= Beginning of Section =

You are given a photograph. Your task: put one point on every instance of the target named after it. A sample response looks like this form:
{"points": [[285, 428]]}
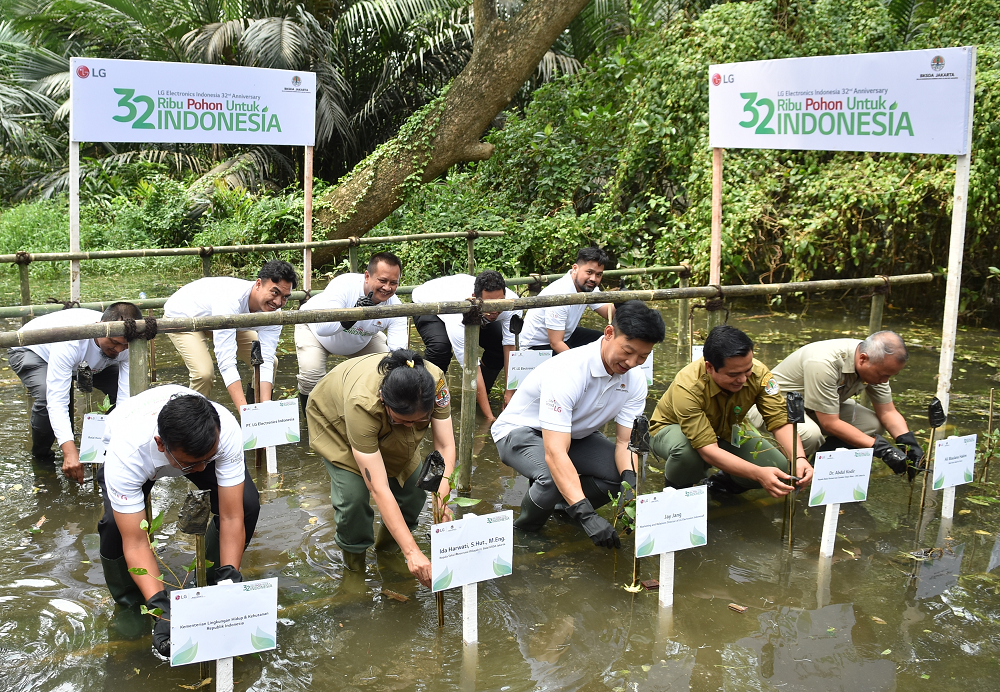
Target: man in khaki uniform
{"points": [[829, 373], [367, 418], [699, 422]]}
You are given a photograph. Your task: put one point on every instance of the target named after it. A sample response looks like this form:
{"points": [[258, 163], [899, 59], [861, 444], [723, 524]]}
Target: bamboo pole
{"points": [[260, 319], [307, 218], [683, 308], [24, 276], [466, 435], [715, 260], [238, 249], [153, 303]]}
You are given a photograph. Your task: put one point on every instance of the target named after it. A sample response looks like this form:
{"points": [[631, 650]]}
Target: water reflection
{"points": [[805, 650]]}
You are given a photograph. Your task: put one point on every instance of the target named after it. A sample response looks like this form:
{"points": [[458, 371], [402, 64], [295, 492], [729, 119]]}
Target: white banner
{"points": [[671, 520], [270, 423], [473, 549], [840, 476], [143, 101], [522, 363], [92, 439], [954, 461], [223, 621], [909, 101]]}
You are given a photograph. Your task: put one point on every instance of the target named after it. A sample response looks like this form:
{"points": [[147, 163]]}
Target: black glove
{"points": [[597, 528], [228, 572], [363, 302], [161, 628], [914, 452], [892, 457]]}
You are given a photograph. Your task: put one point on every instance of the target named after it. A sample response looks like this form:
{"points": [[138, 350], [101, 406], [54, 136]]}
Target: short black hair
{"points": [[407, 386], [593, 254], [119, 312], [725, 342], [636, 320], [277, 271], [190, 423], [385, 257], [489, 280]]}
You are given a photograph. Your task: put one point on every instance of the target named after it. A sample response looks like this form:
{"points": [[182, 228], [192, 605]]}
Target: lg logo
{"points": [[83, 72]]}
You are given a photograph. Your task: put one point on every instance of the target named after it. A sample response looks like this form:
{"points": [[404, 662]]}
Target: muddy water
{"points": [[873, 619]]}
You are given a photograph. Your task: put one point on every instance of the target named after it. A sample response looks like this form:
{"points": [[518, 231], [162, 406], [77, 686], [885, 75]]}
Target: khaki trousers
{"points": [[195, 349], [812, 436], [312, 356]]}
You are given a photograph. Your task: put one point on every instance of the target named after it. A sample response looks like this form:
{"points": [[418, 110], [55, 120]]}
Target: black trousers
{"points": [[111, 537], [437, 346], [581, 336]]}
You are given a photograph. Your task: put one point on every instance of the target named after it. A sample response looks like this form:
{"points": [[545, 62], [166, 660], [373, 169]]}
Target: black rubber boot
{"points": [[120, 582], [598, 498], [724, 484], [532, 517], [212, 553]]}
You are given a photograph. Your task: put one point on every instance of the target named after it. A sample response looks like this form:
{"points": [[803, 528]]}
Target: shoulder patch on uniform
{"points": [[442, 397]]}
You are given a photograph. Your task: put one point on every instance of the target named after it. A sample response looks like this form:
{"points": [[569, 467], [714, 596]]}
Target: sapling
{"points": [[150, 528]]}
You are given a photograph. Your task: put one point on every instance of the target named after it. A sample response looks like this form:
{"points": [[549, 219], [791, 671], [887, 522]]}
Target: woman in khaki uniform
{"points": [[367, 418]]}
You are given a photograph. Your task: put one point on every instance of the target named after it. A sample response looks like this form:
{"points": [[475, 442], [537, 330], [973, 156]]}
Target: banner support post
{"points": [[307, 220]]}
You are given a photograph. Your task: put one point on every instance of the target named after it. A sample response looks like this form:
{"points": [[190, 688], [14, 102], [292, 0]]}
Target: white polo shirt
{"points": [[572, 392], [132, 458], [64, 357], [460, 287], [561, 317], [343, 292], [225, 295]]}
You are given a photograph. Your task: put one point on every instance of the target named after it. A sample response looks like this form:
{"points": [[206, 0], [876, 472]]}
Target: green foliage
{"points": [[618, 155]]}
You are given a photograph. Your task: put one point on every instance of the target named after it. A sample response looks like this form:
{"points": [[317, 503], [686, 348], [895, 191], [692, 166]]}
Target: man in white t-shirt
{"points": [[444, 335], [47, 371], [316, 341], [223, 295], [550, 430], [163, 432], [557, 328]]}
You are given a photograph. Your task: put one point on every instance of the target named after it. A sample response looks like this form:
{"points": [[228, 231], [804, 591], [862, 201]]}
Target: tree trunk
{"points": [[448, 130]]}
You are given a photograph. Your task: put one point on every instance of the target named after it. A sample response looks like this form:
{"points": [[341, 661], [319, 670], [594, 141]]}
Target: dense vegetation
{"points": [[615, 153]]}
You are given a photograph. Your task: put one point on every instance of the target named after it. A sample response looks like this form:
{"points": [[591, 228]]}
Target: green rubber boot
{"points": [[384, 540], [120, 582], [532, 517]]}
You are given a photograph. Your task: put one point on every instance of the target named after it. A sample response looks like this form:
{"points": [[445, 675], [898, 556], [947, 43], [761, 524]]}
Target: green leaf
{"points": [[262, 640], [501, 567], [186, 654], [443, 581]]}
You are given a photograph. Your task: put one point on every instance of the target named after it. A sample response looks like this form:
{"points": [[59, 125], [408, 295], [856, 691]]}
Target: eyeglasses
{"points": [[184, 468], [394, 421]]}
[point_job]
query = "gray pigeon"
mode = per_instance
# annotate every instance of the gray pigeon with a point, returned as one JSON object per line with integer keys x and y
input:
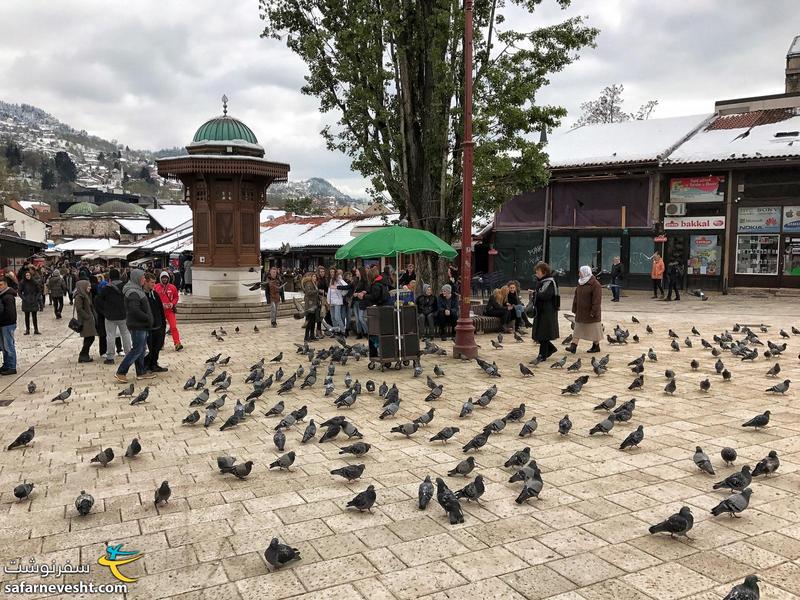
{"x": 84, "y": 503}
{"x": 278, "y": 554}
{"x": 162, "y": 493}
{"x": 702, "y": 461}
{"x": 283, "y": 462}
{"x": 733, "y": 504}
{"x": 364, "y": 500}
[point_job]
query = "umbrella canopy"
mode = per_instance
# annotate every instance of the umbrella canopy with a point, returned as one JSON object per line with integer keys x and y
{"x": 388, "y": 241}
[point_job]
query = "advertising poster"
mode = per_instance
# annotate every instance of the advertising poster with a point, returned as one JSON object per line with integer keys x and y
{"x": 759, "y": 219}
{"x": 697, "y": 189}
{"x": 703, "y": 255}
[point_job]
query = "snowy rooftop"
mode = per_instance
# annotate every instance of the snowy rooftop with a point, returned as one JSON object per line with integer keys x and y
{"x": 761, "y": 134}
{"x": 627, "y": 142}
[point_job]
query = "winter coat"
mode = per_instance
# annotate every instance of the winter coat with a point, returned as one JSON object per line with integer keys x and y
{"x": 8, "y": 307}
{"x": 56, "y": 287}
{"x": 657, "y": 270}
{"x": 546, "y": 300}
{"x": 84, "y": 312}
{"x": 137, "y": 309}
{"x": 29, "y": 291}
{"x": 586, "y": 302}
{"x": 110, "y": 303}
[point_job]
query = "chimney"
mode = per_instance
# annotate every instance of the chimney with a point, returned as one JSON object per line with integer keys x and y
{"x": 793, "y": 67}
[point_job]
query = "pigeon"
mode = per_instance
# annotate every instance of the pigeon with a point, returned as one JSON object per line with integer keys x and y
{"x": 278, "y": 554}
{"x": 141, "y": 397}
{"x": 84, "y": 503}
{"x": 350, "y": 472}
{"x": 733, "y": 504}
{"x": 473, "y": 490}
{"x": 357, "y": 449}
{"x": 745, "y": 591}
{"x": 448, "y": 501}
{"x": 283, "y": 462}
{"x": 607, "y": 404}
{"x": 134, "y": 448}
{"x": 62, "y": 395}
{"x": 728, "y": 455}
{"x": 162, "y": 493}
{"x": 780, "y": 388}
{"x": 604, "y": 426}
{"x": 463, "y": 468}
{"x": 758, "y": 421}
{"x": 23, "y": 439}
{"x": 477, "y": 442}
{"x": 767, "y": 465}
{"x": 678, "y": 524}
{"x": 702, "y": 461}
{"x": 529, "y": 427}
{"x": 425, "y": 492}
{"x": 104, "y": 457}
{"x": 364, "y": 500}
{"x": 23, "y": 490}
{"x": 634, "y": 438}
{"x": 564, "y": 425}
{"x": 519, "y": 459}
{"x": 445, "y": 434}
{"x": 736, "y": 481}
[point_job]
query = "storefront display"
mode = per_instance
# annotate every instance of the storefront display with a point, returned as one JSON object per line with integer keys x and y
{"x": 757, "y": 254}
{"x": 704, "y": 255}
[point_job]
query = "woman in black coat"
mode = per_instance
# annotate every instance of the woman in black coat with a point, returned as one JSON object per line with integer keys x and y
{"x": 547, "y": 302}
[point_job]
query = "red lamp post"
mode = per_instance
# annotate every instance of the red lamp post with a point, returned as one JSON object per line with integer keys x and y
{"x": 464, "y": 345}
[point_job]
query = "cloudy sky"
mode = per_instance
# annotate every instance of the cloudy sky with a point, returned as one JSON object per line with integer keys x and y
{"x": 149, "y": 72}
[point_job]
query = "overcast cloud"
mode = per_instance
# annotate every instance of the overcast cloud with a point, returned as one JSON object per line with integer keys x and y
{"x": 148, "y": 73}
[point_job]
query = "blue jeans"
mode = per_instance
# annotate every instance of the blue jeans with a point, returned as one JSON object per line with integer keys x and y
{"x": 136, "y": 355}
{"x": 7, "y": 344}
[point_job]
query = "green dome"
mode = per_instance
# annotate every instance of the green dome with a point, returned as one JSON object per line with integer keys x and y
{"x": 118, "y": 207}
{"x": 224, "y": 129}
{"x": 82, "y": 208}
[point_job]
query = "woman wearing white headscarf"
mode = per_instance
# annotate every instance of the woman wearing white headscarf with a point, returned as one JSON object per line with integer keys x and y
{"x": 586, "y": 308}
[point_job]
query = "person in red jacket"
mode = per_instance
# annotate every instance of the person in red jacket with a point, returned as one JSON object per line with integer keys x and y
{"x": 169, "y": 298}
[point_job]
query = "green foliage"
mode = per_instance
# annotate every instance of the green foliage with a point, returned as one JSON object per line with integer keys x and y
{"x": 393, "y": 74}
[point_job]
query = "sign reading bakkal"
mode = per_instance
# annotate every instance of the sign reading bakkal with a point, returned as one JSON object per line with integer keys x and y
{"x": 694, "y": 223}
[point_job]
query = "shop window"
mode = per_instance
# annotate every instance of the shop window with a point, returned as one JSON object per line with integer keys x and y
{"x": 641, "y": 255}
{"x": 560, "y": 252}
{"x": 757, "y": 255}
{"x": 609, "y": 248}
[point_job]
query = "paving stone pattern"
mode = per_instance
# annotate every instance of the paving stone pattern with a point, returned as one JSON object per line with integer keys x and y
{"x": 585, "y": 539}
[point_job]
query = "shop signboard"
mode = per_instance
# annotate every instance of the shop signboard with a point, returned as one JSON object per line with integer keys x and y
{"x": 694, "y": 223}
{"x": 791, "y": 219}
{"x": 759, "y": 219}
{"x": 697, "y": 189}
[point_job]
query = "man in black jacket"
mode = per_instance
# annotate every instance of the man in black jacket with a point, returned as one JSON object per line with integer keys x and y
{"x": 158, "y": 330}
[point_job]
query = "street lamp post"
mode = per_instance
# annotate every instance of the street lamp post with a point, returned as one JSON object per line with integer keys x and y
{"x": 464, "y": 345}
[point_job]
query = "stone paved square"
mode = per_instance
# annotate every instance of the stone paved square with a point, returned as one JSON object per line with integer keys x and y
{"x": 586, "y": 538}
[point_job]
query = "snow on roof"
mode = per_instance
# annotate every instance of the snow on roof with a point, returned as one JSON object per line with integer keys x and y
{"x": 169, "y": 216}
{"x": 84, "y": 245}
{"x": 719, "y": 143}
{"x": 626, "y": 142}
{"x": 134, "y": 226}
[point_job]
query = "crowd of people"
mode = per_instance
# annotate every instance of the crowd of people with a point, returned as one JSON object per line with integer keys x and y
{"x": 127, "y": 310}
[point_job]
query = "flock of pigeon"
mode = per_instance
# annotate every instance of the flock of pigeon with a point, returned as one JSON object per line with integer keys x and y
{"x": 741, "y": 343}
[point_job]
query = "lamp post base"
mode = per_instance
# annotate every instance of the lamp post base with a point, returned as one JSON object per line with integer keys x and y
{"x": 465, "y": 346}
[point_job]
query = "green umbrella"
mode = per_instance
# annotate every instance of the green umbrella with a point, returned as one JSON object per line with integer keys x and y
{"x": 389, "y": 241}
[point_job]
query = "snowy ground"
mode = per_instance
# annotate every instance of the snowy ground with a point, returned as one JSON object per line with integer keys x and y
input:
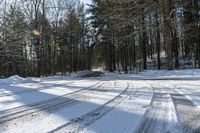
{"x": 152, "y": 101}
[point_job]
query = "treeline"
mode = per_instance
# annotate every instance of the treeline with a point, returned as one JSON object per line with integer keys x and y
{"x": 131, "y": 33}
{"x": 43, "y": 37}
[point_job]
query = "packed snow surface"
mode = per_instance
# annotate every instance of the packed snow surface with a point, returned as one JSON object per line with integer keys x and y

= End of Section =

* [HOW TO COMPLETE THIS TASK]
Go line by line through the data and copy any that contain "packed".

* [WORKED SOLUTION]
query = "packed snow surface"
# annotate every instance of the packed snow surface with a point, returned as one JSON object per line with integer keys x and y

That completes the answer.